DIRECTIONS FOR THIS TASK »
Revise the material from the line with "batch is racing" up to and including the line with "[0,0,474,93]", putting "grandstand steps" wherever "stadium steps" stands and leaving everything else untouched.

___ RECORDS SUPPLIED ___

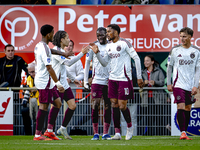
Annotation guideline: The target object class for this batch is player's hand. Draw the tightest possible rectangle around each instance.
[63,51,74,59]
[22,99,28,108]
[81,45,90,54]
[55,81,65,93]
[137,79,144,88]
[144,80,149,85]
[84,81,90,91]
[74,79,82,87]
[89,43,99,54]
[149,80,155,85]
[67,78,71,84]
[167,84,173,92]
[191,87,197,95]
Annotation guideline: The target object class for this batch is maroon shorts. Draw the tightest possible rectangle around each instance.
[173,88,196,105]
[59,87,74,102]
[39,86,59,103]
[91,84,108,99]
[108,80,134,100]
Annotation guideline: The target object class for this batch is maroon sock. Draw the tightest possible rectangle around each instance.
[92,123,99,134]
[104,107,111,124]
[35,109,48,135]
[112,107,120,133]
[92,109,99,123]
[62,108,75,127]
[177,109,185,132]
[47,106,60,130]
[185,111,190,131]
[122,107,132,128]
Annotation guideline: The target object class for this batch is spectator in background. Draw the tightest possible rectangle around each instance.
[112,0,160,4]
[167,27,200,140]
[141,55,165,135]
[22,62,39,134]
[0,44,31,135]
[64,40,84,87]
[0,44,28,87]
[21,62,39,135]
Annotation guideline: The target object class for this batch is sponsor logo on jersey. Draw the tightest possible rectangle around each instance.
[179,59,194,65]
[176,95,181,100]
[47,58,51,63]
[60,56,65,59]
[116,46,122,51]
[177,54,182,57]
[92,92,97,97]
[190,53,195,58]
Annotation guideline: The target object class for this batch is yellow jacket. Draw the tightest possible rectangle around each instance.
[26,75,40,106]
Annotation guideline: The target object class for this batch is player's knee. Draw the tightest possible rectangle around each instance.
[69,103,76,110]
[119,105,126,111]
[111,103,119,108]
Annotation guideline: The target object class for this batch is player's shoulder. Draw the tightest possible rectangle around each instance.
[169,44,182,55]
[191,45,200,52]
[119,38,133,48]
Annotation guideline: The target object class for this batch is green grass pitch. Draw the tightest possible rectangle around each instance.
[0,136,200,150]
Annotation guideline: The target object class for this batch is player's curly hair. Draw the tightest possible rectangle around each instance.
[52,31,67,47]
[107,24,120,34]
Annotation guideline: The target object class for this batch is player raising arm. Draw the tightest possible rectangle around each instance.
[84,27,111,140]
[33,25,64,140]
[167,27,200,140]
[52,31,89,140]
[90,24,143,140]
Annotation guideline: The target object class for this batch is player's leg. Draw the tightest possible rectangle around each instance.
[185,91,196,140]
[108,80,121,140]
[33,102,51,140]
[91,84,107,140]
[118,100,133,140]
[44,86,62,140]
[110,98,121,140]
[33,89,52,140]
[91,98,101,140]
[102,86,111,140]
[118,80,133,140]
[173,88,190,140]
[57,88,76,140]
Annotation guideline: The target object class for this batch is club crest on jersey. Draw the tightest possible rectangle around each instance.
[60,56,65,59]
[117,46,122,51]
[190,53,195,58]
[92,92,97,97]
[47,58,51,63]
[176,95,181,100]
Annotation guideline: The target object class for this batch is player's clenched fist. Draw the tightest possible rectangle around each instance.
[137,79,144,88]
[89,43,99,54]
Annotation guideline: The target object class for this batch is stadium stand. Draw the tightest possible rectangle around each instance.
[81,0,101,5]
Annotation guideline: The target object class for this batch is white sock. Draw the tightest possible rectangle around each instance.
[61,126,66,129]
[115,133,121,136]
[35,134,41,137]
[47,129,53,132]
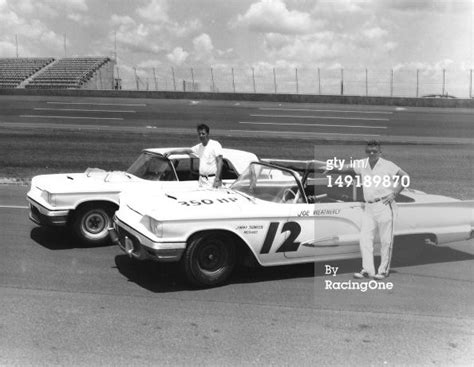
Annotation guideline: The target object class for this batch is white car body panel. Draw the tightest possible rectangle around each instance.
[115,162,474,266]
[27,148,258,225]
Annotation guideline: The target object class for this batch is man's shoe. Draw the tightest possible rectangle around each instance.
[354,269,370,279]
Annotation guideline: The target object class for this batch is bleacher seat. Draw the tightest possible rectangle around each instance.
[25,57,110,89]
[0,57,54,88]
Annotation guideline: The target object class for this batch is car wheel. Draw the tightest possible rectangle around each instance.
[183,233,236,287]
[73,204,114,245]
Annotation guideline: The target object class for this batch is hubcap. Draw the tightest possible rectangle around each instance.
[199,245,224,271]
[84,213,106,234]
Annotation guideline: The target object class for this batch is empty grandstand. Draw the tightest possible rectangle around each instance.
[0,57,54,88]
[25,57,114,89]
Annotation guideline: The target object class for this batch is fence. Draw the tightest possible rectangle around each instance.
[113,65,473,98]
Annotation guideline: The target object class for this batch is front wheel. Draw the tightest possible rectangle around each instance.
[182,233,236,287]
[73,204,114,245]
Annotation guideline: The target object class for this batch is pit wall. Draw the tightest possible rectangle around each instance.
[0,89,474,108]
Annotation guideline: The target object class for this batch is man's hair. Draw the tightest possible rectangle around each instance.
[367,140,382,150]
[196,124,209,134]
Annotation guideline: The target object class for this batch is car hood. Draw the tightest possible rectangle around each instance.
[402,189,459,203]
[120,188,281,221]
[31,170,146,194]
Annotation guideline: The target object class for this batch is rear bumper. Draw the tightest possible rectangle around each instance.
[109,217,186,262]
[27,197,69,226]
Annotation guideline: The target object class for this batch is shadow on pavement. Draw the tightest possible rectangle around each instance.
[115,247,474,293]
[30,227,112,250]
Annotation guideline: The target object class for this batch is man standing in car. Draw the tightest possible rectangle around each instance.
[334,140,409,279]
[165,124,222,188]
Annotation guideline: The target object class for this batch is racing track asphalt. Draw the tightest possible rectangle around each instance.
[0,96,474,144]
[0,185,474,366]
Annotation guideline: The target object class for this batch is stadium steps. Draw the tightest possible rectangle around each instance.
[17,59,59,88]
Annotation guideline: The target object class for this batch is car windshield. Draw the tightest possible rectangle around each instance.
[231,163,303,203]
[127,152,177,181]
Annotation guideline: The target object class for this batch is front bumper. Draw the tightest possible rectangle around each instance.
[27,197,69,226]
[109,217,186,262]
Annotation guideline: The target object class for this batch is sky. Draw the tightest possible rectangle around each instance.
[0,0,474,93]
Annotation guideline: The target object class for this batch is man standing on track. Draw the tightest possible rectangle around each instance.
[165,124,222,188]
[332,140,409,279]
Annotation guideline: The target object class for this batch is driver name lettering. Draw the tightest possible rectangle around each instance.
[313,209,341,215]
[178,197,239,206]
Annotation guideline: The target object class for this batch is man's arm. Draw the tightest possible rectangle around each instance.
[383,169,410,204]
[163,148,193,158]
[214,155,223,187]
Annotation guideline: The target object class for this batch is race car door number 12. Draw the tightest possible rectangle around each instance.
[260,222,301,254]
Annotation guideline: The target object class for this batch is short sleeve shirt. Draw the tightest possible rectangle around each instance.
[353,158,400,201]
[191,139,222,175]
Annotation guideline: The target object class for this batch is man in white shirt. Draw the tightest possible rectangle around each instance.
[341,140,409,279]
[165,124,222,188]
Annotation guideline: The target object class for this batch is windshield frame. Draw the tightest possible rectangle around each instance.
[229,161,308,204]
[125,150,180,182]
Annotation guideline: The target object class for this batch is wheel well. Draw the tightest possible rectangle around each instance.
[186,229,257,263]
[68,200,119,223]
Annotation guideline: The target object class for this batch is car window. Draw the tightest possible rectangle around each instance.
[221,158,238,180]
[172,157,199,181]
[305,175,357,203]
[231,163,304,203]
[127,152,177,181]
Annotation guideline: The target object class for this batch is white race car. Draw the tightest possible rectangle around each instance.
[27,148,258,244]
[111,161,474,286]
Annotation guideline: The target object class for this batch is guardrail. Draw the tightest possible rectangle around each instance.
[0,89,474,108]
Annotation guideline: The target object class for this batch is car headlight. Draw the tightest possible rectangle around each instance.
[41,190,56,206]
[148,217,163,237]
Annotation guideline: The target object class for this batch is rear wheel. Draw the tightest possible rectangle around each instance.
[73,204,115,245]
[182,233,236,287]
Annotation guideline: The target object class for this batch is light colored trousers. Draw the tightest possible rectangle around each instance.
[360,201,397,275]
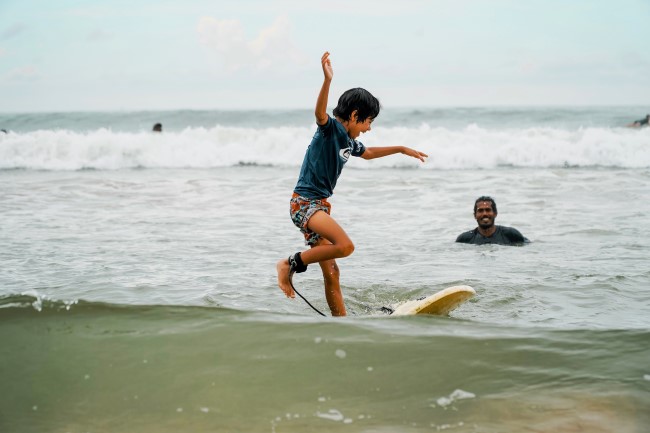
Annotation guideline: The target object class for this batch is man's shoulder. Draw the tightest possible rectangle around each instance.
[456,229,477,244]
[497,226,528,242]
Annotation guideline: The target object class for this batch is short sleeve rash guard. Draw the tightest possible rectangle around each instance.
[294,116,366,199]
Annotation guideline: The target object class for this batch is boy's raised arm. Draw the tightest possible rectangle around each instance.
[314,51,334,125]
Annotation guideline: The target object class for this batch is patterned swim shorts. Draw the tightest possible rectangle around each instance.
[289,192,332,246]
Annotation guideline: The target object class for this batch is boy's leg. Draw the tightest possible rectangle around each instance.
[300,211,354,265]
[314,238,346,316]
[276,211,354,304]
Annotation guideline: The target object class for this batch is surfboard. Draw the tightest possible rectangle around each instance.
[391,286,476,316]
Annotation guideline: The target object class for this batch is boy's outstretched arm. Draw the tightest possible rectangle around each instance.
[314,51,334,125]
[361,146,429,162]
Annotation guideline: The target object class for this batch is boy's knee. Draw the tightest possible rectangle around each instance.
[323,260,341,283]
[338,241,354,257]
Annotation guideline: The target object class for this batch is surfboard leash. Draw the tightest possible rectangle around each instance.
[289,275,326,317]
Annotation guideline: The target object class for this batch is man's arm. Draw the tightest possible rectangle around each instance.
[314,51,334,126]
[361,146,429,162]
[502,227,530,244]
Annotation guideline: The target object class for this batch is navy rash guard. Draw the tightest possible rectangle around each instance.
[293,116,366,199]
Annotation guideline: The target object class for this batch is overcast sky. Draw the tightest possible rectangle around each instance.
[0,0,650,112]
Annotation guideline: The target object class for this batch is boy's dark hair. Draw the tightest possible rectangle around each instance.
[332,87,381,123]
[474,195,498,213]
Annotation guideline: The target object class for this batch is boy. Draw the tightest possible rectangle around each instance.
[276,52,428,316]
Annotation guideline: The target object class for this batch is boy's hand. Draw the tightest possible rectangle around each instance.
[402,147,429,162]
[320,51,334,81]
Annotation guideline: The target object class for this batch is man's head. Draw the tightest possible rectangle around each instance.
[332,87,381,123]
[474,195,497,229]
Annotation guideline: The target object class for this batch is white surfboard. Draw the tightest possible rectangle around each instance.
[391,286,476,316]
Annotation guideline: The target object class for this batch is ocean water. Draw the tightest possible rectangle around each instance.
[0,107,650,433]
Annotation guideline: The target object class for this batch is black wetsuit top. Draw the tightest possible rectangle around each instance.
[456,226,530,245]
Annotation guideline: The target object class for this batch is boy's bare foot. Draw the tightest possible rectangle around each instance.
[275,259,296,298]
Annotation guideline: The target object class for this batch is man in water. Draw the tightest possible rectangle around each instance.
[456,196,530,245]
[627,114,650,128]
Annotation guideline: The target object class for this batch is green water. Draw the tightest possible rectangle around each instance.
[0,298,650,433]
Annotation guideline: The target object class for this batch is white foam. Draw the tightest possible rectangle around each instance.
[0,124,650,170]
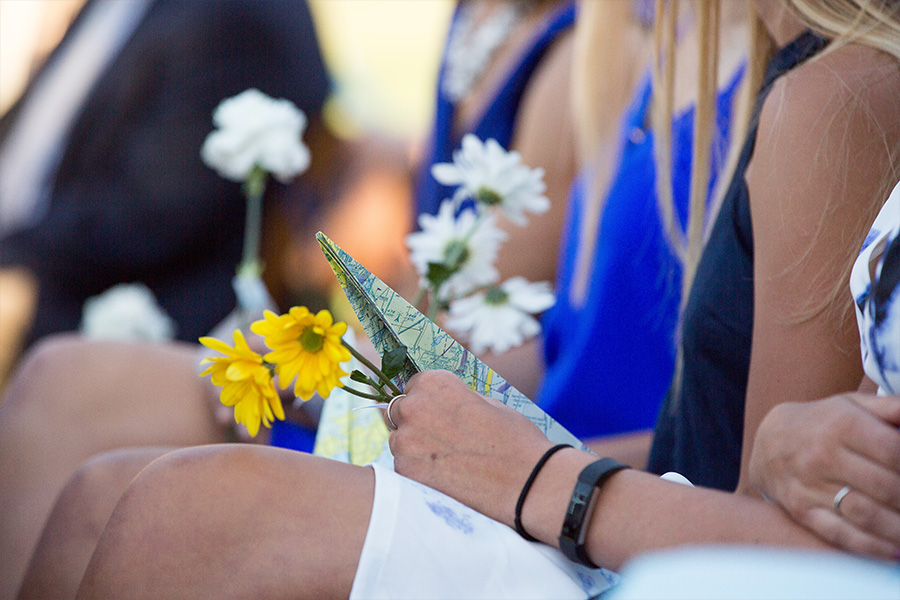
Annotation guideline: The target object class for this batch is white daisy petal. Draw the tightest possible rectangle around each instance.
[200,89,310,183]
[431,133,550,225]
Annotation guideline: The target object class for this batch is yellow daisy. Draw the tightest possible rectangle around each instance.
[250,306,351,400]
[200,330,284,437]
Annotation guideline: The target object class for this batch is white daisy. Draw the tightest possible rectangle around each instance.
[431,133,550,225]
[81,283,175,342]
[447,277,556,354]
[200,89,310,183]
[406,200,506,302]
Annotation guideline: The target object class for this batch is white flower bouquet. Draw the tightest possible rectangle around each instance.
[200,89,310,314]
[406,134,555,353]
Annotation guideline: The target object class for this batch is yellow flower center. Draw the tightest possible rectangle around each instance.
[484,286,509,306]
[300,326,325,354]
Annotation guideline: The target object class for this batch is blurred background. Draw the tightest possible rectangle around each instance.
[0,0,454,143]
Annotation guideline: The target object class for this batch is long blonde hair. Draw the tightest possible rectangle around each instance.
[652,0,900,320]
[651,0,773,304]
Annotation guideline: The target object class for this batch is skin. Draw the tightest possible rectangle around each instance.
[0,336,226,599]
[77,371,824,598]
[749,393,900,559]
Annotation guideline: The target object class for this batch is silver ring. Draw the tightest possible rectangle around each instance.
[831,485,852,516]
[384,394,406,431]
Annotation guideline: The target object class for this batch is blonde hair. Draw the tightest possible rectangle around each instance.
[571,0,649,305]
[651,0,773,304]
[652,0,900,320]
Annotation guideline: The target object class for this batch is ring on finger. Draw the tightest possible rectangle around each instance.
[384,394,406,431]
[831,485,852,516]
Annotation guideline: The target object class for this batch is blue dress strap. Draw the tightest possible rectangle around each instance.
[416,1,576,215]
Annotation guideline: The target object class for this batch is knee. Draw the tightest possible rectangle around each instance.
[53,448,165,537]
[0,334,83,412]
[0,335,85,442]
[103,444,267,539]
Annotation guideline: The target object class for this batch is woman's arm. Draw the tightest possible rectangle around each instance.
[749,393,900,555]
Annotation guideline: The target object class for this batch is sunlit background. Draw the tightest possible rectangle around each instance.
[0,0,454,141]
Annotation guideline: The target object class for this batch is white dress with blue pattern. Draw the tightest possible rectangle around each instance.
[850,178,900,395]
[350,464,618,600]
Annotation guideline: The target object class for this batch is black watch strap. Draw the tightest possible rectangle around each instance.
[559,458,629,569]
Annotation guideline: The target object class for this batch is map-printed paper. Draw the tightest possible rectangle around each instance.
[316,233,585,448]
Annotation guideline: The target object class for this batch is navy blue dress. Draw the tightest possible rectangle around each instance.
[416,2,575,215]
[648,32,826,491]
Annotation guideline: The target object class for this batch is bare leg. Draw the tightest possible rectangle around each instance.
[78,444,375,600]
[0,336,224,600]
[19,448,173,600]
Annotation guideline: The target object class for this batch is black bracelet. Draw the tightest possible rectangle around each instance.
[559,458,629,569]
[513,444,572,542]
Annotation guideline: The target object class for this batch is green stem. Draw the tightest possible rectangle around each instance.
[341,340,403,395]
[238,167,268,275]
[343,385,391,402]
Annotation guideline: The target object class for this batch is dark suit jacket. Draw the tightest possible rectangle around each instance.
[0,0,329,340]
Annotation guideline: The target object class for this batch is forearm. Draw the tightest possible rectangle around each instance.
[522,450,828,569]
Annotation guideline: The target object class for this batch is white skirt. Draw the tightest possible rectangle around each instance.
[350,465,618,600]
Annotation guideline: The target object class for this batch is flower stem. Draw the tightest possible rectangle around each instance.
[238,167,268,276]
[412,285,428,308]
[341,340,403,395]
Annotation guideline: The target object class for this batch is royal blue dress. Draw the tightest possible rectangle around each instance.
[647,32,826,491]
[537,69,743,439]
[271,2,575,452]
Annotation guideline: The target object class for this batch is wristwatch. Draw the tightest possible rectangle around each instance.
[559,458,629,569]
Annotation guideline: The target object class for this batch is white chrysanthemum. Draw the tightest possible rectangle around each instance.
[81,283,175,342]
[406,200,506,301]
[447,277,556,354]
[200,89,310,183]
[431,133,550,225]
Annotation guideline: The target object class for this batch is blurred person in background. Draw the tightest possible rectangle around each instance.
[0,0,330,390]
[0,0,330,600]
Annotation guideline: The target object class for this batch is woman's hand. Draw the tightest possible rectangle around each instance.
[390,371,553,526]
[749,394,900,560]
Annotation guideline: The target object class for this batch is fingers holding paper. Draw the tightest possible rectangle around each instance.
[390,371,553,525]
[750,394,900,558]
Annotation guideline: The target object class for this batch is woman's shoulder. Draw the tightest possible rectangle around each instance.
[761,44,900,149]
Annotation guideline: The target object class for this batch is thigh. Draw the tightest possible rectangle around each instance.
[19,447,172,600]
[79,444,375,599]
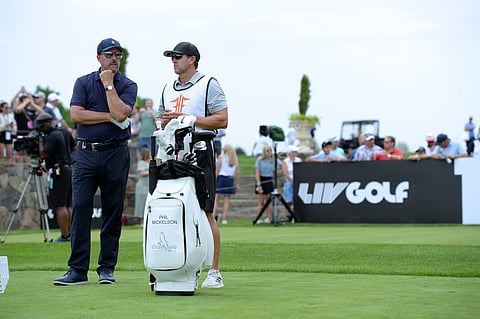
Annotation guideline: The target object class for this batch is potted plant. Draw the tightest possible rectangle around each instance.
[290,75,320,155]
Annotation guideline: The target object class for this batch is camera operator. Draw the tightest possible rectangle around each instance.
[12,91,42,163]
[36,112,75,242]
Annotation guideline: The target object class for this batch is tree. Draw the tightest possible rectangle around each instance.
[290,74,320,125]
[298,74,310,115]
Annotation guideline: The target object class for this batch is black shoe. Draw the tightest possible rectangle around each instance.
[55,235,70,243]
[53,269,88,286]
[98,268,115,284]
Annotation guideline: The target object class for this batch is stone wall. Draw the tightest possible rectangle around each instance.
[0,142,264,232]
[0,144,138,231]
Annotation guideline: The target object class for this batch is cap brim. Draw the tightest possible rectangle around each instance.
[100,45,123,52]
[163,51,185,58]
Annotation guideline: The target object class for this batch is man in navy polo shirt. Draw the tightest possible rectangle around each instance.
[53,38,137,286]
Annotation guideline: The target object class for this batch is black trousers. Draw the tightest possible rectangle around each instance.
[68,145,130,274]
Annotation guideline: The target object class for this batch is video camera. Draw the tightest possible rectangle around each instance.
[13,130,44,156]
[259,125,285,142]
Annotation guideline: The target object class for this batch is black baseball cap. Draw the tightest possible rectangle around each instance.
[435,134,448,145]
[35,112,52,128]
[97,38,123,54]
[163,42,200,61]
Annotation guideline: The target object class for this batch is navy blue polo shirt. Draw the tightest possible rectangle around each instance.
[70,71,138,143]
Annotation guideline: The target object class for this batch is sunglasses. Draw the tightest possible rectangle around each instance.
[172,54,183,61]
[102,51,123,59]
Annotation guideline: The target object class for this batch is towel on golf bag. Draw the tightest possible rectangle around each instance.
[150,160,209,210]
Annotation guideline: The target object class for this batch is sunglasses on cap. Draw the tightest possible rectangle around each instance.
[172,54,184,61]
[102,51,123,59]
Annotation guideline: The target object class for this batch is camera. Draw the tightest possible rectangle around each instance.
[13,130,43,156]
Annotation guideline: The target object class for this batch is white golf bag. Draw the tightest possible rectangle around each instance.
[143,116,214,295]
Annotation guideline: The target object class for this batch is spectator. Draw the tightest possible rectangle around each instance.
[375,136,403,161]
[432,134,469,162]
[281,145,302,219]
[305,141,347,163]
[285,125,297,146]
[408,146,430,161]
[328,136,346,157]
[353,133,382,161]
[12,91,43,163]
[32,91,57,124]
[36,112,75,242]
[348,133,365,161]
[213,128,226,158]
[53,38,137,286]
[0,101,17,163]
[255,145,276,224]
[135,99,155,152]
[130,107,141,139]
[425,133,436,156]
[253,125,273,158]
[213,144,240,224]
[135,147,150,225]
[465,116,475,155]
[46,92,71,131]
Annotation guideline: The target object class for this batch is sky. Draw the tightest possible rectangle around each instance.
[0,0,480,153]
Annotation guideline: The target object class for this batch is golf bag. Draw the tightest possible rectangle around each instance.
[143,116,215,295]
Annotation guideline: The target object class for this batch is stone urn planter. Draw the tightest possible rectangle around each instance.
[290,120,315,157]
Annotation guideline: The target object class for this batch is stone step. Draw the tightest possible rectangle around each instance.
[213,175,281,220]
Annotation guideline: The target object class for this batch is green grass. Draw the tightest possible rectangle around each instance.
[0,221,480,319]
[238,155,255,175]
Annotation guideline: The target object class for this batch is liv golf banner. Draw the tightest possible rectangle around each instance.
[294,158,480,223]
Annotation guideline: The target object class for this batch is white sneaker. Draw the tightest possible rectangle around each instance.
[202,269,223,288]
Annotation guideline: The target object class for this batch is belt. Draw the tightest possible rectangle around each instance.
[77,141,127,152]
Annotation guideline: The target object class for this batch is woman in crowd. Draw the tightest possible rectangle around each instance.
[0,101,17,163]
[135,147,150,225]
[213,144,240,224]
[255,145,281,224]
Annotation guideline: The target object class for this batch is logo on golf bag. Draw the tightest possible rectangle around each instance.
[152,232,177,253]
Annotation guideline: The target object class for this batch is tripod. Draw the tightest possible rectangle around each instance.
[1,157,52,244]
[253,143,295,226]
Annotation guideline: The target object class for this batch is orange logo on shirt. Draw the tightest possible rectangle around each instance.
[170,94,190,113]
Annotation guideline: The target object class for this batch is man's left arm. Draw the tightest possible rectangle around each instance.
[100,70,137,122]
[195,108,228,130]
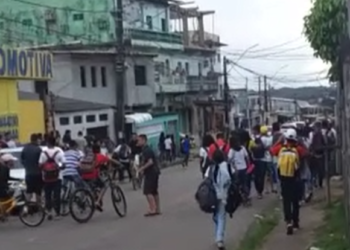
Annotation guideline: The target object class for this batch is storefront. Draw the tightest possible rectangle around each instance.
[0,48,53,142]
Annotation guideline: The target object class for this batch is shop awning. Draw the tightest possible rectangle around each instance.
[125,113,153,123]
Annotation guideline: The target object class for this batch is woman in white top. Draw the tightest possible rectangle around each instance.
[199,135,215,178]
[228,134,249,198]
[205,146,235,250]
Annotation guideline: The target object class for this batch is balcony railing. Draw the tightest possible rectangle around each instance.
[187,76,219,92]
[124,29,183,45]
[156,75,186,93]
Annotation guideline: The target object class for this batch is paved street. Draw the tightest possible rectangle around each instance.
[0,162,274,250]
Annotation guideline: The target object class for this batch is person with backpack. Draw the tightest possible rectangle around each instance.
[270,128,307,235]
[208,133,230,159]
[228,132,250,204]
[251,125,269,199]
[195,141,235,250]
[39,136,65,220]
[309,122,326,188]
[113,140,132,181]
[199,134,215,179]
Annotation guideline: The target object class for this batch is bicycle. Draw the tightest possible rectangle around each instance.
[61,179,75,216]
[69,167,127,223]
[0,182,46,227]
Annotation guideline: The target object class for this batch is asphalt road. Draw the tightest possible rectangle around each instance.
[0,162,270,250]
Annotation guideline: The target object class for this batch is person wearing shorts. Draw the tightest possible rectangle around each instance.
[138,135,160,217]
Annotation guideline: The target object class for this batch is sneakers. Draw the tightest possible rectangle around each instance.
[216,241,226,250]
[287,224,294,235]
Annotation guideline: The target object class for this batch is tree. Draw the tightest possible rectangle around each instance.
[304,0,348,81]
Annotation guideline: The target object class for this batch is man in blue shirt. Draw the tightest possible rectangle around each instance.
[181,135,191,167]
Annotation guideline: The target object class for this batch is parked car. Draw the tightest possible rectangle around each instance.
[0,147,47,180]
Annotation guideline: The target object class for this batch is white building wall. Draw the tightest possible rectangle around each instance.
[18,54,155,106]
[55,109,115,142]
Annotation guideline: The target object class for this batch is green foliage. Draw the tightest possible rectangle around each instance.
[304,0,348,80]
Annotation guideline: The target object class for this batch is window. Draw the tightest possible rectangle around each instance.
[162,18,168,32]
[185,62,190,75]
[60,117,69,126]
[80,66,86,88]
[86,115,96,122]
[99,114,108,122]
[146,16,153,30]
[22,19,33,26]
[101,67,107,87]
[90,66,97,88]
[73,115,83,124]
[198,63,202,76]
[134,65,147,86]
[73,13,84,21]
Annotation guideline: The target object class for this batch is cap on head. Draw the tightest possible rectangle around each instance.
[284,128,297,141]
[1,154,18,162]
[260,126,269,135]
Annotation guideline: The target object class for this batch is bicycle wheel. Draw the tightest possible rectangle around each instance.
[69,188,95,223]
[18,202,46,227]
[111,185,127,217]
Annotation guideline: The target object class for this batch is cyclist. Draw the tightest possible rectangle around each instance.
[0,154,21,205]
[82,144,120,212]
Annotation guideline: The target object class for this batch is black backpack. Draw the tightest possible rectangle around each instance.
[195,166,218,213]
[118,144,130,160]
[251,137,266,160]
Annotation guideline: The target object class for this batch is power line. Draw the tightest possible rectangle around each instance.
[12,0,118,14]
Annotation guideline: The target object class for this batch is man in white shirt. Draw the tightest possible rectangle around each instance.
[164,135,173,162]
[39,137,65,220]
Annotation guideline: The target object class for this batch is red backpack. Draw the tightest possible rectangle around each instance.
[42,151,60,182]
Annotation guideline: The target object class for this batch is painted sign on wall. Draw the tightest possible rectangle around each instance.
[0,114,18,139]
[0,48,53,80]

___

SOLUTION TO THIS TASK »
Annotation guideline: The target object class for this batch is racing track asphalt. Draw the tightest possible rectangle around each instance.
[0,96,474,144]
[0,185,474,366]
Annotation guideline: The target object class for this batch is grandstand steps. Draw the tightest possible rectangle around each instance.
[17,59,59,88]
Annotation guideline: The target object class for this batch is car windshield. Draw the tightest possible rectangle around each instance.
[231,163,303,203]
[127,152,177,181]
Annotation guideline: The target object class for this batch is front bumper. Draw the tightest possible rectangle around each instance.
[27,197,69,226]
[109,217,186,262]
Annotation guideline: The target object class for this batch is sky. Draw the tightest possible rectangle around each instance.
[0,0,474,93]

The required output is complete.